PROBLEM DETAILS: Copy exactly, and only, the lines from the one containing "Target: combat helmet" through the last line of the records below.

STORED DATA:

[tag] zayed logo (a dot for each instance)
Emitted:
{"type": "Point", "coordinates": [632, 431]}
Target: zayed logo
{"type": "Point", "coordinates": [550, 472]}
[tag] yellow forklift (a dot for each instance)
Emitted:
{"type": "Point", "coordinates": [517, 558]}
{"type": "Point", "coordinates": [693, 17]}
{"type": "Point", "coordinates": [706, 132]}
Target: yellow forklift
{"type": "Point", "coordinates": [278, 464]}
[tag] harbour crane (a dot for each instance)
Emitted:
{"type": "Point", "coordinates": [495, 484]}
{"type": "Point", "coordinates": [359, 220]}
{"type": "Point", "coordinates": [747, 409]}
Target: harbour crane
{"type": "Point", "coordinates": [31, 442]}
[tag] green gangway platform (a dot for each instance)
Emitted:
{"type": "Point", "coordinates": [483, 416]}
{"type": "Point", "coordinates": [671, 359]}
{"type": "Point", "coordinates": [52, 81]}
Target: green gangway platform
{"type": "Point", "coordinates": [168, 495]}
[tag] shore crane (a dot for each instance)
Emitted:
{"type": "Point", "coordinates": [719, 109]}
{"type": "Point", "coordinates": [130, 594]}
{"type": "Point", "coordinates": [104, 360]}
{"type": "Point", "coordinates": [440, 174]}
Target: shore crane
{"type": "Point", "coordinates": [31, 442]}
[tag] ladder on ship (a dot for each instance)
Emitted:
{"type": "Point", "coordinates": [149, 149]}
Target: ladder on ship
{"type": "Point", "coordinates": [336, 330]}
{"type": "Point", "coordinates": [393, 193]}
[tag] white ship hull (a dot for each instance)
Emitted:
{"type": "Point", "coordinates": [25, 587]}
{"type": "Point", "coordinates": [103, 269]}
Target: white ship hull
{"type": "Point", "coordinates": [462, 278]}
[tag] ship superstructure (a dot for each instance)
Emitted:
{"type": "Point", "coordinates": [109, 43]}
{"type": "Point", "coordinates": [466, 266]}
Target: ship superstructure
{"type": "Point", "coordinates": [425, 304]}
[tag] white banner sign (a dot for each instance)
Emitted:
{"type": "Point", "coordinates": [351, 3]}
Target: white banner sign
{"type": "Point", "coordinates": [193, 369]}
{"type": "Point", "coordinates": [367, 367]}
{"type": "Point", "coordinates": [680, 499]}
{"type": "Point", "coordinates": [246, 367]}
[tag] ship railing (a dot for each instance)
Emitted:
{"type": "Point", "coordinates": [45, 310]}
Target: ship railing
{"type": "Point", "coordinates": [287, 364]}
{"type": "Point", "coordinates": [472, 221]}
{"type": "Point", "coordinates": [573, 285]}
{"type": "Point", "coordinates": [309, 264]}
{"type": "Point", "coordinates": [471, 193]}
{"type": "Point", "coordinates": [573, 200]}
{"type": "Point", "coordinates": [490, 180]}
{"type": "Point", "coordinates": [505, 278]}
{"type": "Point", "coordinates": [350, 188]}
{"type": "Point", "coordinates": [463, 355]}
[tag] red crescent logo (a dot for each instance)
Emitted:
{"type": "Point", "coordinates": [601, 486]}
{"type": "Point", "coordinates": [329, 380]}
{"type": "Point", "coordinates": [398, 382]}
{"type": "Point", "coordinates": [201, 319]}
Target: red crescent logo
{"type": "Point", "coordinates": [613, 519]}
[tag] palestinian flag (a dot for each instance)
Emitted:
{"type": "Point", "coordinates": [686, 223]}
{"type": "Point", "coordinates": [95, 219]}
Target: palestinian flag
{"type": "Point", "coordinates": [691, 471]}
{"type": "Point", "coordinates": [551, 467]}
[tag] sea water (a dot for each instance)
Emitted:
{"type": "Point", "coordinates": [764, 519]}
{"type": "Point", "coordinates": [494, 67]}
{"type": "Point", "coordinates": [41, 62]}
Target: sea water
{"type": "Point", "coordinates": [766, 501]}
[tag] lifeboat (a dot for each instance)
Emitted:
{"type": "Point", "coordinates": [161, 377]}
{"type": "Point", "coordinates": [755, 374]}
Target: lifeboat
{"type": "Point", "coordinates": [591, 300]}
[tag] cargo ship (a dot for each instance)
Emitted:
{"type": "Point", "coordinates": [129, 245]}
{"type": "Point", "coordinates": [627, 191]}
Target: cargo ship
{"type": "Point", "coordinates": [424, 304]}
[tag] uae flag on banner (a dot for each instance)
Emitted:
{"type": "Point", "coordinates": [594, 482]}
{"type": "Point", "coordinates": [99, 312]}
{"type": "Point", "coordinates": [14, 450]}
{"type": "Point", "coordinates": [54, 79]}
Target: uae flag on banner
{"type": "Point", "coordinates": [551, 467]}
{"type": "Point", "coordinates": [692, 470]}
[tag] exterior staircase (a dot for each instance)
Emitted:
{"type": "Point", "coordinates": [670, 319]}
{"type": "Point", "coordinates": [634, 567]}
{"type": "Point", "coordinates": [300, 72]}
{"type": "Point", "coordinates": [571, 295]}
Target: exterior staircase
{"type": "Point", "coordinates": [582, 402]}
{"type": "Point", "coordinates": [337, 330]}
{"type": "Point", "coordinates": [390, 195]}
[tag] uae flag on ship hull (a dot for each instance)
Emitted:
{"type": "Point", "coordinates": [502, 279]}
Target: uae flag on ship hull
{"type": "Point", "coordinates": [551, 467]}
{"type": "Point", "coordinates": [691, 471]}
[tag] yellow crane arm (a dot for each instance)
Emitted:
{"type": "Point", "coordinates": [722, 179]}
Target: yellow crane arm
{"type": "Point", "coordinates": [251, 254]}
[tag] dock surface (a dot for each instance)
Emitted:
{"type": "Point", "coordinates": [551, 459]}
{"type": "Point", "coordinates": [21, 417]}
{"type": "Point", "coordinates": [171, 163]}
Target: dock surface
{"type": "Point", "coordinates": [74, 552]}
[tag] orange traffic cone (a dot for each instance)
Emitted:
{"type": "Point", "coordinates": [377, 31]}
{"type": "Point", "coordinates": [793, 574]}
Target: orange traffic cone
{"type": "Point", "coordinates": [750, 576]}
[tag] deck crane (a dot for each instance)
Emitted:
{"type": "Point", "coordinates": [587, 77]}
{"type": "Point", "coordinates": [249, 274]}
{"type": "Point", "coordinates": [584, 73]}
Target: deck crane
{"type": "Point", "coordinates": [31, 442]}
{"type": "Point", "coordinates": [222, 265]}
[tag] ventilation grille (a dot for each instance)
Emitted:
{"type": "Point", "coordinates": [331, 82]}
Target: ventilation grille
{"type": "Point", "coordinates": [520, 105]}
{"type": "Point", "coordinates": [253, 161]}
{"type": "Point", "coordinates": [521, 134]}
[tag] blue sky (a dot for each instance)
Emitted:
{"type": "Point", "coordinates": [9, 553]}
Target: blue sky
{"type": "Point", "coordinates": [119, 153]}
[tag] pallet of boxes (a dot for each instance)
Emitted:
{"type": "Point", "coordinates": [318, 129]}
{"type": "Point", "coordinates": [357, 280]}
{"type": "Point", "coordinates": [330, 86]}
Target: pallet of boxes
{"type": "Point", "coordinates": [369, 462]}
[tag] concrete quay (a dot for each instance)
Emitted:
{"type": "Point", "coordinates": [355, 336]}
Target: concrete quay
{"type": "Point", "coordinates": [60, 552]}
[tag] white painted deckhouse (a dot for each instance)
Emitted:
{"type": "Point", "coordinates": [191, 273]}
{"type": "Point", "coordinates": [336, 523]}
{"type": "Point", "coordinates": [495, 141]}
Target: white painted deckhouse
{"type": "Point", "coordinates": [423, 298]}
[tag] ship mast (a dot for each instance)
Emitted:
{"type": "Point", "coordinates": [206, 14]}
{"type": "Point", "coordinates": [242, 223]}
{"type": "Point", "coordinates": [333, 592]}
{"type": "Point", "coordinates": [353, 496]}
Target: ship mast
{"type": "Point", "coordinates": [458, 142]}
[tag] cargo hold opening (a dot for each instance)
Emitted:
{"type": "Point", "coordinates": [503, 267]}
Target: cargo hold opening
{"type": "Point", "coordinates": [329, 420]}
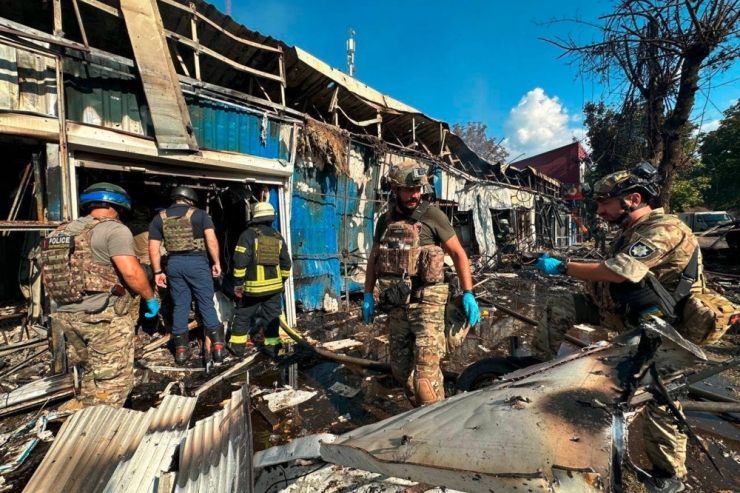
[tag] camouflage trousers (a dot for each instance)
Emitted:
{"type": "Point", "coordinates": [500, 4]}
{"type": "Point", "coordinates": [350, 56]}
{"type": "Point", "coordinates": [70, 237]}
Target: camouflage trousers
{"type": "Point", "coordinates": [665, 443]}
{"type": "Point", "coordinates": [102, 345]}
{"type": "Point", "coordinates": [417, 344]}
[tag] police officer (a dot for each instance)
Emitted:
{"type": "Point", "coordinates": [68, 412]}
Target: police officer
{"type": "Point", "coordinates": [650, 243]}
{"type": "Point", "coordinates": [89, 269]}
{"type": "Point", "coordinates": [188, 233]}
{"type": "Point", "coordinates": [261, 267]}
{"type": "Point", "coordinates": [407, 260]}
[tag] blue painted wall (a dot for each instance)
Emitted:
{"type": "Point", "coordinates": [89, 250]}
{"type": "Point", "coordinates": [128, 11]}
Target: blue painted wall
{"type": "Point", "coordinates": [320, 230]}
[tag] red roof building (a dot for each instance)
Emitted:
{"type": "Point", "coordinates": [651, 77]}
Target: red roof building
{"type": "Point", "coordinates": [566, 164]}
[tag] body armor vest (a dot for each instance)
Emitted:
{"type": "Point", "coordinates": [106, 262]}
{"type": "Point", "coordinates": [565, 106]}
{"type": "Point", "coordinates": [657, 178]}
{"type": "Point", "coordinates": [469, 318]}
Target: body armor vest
{"type": "Point", "coordinates": [69, 269]}
{"type": "Point", "coordinates": [400, 253]}
{"type": "Point", "coordinates": [178, 233]}
{"type": "Point", "coordinates": [264, 277]}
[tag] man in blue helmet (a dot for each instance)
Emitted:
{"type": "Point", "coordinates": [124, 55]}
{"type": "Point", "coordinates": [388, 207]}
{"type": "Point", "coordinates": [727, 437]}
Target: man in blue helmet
{"type": "Point", "coordinates": [91, 272]}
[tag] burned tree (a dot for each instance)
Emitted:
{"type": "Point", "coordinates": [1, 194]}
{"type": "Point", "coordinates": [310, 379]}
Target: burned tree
{"type": "Point", "coordinates": [659, 54]}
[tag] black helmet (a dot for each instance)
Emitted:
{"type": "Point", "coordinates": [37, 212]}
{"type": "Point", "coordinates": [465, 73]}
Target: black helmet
{"type": "Point", "coordinates": [186, 193]}
{"type": "Point", "coordinates": [105, 193]}
{"type": "Point", "coordinates": [643, 178]}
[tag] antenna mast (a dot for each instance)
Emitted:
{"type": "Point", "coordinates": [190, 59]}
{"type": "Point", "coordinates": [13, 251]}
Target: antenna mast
{"type": "Point", "coordinates": [351, 53]}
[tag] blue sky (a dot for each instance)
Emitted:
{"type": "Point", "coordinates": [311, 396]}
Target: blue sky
{"type": "Point", "coordinates": [458, 61]}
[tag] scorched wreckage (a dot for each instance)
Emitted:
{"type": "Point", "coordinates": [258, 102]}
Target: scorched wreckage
{"type": "Point", "coordinates": [154, 95]}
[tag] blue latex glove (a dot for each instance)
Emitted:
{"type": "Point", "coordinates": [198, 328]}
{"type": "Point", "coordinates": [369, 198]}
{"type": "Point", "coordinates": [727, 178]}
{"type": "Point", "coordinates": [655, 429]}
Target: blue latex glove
{"type": "Point", "coordinates": [471, 308]}
{"type": "Point", "coordinates": [368, 307]}
{"type": "Point", "coordinates": [152, 308]}
{"type": "Point", "coordinates": [548, 265]}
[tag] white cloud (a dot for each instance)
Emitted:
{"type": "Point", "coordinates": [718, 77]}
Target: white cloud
{"type": "Point", "coordinates": [538, 124]}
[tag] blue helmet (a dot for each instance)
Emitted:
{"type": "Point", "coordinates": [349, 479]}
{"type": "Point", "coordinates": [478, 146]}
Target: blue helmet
{"type": "Point", "coordinates": [105, 193]}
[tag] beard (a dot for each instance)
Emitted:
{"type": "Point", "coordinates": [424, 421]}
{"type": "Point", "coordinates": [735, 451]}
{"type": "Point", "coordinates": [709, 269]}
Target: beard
{"type": "Point", "coordinates": [407, 207]}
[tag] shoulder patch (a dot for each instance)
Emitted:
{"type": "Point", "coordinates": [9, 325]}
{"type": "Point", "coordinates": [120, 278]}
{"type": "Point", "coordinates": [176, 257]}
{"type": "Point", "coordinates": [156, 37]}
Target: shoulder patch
{"type": "Point", "coordinates": [641, 249]}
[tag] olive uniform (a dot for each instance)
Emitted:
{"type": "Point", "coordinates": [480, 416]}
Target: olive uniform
{"type": "Point", "coordinates": [657, 243]}
{"type": "Point", "coordinates": [93, 307]}
{"type": "Point", "coordinates": [417, 338]}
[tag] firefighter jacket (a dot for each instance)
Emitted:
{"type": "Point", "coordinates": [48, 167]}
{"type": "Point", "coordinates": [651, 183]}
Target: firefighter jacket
{"type": "Point", "coordinates": [69, 270]}
{"type": "Point", "coordinates": [261, 261]}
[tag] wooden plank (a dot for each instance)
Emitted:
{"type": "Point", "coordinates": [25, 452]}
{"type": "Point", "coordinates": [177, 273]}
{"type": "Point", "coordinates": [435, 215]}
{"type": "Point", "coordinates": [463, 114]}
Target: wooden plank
{"type": "Point", "coordinates": [222, 30]}
{"type": "Point", "coordinates": [207, 51]}
{"type": "Point", "coordinates": [269, 416]}
{"type": "Point", "coordinates": [105, 8]}
{"type": "Point", "coordinates": [172, 126]}
{"type": "Point", "coordinates": [194, 36]}
{"type": "Point", "coordinates": [57, 6]}
{"type": "Point", "coordinates": [341, 344]}
{"type": "Point", "coordinates": [80, 24]}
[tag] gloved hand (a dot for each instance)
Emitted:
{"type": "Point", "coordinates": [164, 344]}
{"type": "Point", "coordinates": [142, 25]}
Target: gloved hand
{"type": "Point", "coordinates": [368, 307]}
{"type": "Point", "coordinates": [152, 308]}
{"type": "Point", "coordinates": [471, 308]}
{"type": "Point", "coordinates": [548, 265]}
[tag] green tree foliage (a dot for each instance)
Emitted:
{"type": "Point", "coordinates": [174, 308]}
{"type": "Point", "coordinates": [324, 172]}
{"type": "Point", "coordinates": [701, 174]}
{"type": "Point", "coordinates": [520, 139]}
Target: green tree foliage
{"type": "Point", "coordinates": [720, 152]}
{"type": "Point", "coordinates": [689, 188]}
{"type": "Point", "coordinates": [474, 136]}
{"type": "Point", "coordinates": [658, 54]}
{"type": "Point", "coordinates": [615, 137]}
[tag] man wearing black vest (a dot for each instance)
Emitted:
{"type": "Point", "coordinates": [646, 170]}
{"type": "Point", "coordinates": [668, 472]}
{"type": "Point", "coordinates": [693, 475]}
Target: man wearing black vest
{"type": "Point", "coordinates": [189, 236]}
{"type": "Point", "coordinates": [261, 266]}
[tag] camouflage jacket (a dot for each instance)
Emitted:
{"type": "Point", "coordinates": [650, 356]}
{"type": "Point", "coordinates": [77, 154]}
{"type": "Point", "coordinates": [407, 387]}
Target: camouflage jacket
{"type": "Point", "coordinates": [657, 242]}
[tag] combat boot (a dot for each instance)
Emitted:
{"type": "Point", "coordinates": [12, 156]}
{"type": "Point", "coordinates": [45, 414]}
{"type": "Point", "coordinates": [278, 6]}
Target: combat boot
{"type": "Point", "coordinates": [218, 349]}
{"type": "Point", "coordinates": [658, 484]}
{"type": "Point", "coordinates": [182, 347]}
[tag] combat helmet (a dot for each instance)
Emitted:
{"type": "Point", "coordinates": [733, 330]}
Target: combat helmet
{"type": "Point", "coordinates": [408, 174]}
{"type": "Point", "coordinates": [186, 193]}
{"type": "Point", "coordinates": [642, 178]}
{"type": "Point", "coordinates": [263, 212]}
{"type": "Point", "coordinates": [106, 194]}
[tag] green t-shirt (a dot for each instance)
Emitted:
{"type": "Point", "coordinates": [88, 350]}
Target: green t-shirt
{"type": "Point", "coordinates": [435, 227]}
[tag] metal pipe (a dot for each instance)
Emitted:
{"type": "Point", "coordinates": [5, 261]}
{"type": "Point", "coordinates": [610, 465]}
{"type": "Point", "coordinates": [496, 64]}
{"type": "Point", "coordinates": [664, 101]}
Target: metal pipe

WRITTEN SOLUTION:
Target: combat helmet
{"type": "Point", "coordinates": [408, 174]}
{"type": "Point", "coordinates": [186, 193]}
{"type": "Point", "coordinates": [642, 178]}
{"type": "Point", "coordinates": [263, 212]}
{"type": "Point", "coordinates": [106, 194]}
[tag] green t-shirt (a dot for each instance)
Emitted:
{"type": "Point", "coordinates": [88, 350]}
Target: green t-shirt
{"type": "Point", "coordinates": [435, 227]}
[tag] metal pipe (a dot for each instance)
Emitted:
{"type": "Point", "coordinates": [5, 261]}
{"type": "Point", "coordinates": [610, 465]}
{"type": "Point", "coordinates": [496, 64]}
{"type": "Point", "coordinates": [664, 101]}
Target: metal pipe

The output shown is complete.